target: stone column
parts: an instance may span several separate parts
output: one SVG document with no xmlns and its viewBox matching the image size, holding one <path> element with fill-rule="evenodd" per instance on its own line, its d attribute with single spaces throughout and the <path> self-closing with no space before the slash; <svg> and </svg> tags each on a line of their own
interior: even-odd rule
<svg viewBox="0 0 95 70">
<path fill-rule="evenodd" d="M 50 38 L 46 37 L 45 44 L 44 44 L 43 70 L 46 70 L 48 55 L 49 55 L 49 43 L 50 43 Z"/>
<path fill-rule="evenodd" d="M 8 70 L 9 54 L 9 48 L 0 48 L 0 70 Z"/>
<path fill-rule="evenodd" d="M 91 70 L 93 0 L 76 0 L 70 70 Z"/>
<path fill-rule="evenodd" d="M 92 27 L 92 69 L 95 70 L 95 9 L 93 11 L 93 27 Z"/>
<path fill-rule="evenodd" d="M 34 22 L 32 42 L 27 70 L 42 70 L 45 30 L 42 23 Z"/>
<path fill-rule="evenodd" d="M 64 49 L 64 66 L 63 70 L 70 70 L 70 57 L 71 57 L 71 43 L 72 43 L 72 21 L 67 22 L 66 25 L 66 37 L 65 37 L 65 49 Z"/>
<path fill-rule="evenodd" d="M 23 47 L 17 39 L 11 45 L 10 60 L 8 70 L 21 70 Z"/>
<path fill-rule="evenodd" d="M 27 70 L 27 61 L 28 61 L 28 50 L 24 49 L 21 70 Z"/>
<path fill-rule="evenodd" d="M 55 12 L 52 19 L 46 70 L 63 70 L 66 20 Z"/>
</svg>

════════════════════

Exercise requirements: Print all of the records above again, character for character, changing nothing.

Complete output:
target: stone column
parts: an instance may span several separate parts
output: one SVG document with no xmlns and its viewBox matching the image size, holding one <path> element with fill-rule="evenodd" per instance on its own line, its d attribute with single spaces throughout and the <path> self-closing with no space before the slash; <svg> and </svg> tags each on a line of their own
interior: even-odd rule
<svg viewBox="0 0 95 70">
<path fill-rule="evenodd" d="M 50 38 L 46 37 L 45 44 L 44 44 L 43 70 L 46 70 L 48 55 L 49 55 L 49 43 L 50 43 Z"/>
<path fill-rule="evenodd" d="M 8 70 L 9 54 L 9 48 L 0 48 L 0 70 Z"/>
<path fill-rule="evenodd" d="M 91 70 L 93 0 L 76 0 L 70 70 Z"/>
<path fill-rule="evenodd" d="M 92 27 L 92 69 L 95 70 L 95 9 L 93 11 L 93 27 Z"/>
<path fill-rule="evenodd" d="M 34 22 L 32 42 L 27 70 L 42 70 L 45 30 L 42 23 Z"/>
<path fill-rule="evenodd" d="M 64 49 L 64 66 L 63 70 L 70 70 L 70 57 L 71 57 L 71 43 L 72 43 L 72 21 L 67 22 L 66 25 L 66 37 L 65 37 L 65 49 Z"/>
<path fill-rule="evenodd" d="M 23 47 L 17 39 L 11 45 L 10 60 L 8 70 L 21 70 Z"/>
<path fill-rule="evenodd" d="M 27 70 L 27 61 L 28 61 L 28 50 L 24 49 L 21 70 Z"/>
<path fill-rule="evenodd" d="M 55 12 L 52 19 L 46 70 L 63 70 L 66 20 Z"/>
</svg>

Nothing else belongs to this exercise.